▶ _Objective_
Express every line of the records below as a JSON list of strings, one string per line, omitting blank lines.

******

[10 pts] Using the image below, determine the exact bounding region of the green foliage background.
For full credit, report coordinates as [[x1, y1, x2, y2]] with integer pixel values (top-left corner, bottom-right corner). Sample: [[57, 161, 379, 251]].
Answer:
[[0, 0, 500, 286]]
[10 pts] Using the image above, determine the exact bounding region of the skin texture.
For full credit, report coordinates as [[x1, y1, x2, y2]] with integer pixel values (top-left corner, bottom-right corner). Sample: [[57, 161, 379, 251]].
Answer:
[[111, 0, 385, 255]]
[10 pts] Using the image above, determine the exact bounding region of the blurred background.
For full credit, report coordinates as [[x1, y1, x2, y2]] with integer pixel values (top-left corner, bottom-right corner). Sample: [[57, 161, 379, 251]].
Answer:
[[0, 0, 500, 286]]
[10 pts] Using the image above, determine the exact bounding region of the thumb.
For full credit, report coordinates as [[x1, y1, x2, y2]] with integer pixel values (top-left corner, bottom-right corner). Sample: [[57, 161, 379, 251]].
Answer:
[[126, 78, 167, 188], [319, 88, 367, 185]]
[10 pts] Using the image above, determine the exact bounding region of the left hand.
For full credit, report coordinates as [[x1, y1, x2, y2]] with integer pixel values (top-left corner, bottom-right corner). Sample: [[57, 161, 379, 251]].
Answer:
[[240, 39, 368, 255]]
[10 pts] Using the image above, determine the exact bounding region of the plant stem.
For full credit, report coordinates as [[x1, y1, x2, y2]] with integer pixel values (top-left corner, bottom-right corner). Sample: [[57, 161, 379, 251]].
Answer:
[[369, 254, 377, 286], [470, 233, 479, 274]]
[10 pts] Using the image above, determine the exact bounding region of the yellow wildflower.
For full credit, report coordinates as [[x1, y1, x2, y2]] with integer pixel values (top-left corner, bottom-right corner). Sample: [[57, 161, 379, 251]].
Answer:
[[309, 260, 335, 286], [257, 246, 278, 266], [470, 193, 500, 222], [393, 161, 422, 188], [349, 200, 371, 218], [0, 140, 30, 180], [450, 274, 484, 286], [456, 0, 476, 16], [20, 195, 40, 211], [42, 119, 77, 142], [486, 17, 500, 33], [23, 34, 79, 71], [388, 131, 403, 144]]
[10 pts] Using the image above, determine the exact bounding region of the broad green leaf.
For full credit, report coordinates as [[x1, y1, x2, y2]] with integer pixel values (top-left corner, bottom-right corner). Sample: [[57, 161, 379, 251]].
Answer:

******

▶ _Correct result_
[
  "[10 pts] Using the image below, determine the exact bounding region of the green foliage background.",
  "For full credit, report coordinates as [[x1, y1, x2, y2]] with integer pixel values (top-left corner, bottom-right corner). Sample: [[57, 161, 379, 251]].",
  "Answer:",
  "[[0, 0, 500, 286]]",
  "[10 pts] Using the image above, determine the exact bounding region of the skin texture.",
  "For full credit, report coordinates as [[x1, y1, x2, y2]] with integer pixel values (top-left corner, bottom-right corner). Sample: [[57, 161, 379, 251]].",
  "Answer:",
  "[[111, 0, 385, 255]]",
  "[10 pts] Using the image above, determine the exact bounding region of the blurred background.",
  "For full credit, report coordinates as [[x1, y1, x2, y2]] with integer pixel values (top-left corner, bottom-right corner). Sample: [[57, 161, 379, 251]].",
  "Answer:",
  "[[0, 0, 500, 286]]",
  "[10 pts] Using the image above, determine the exact bounding region of the thumb.",
  "For full credit, report coordinates as [[x1, y1, x2, y2]] with integer pixel values (top-left corner, bottom-right corner). Sample: [[57, 161, 379, 251]].",
  "Answer:",
  "[[126, 78, 167, 188], [319, 88, 367, 185]]",
  "[10 pts] Using the image above, determine the exact bounding region of the left hand.",
  "For full credit, report coordinates as [[x1, y1, x2, y2]] with integer pixel values (top-left corner, bottom-right corner). Sample: [[57, 161, 379, 251]].",
  "Answer:",
  "[[240, 39, 368, 255]]",
  "[10 pts] Using the image above, determine the exact bounding region of the plant stem.",
  "For full credit, report coordinates as [[x1, y1, x2, y2]] with integer pixel values (top-left corner, bottom-right corner). Sample: [[57, 161, 379, 251]].",
  "Answer:",
  "[[369, 254, 377, 286], [470, 233, 479, 274]]",
  "[10 pts] Using the image above, determine the exact bounding region of the yellow wildflower.",
  "For full credit, report coordinates as [[x1, y1, x2, y2]] with integer pixel values (top-left corner, bottom-right corner). Sample: [[57, 161, 379, 251]].",
  "Answer:",
  "[[309, 260, 335, 286], [257, 246, 278, 266], [470, 193, 500, 222], [393, 161, 422, 188], [349, 200, 371, 218], [0, 140, 30, 180], [450, 274, 484, 286], [456, 0, 476, 16], [20, 195, 40, 211], [42, 119, 77, 142], [486, 17, 500, 33], [23, 34, 79, 71], [388, 131, 403, 144]]",
  "[10 pts] Using the image above, determine the exact bounding region of the broad green leaf.",
  "For full credit, report coordinates as [[x1, y1, x2, y2]] with integer pixel values (top-left corner, bottom-right corner). Sample: [[57, 161, 379, 251]].",
  "Answer:"
]